**Problem details**
Using the listing below, report all lines holding the word "query".

**Given entries**

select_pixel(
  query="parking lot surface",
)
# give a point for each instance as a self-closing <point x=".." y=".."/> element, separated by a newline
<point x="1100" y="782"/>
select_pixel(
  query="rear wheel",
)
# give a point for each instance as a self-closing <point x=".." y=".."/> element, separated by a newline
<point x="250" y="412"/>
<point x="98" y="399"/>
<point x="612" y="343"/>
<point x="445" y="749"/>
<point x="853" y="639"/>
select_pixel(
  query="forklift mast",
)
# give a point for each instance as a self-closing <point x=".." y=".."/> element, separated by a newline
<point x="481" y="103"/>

* * *

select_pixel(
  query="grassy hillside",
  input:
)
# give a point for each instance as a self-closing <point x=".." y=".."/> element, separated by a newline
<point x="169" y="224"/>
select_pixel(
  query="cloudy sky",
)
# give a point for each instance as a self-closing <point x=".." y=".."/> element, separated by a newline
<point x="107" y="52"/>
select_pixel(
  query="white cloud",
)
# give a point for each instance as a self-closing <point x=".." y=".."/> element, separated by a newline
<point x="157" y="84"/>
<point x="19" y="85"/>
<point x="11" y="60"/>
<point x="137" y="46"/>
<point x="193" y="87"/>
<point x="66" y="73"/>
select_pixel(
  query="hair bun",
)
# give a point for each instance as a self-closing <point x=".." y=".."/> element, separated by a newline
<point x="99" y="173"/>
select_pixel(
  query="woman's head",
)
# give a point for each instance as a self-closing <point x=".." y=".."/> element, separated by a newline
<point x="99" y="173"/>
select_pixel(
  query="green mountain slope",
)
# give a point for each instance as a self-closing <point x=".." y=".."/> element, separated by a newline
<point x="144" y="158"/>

**The completed task**
  query="parking lot surface",
  query="rear wheel",
  query="forklift mast",
  query="grassy hillside",
  query="cloudy sky",
  query="white cloud",
  query="hair bun",
  query="woman's head",
  query="green mountain slope",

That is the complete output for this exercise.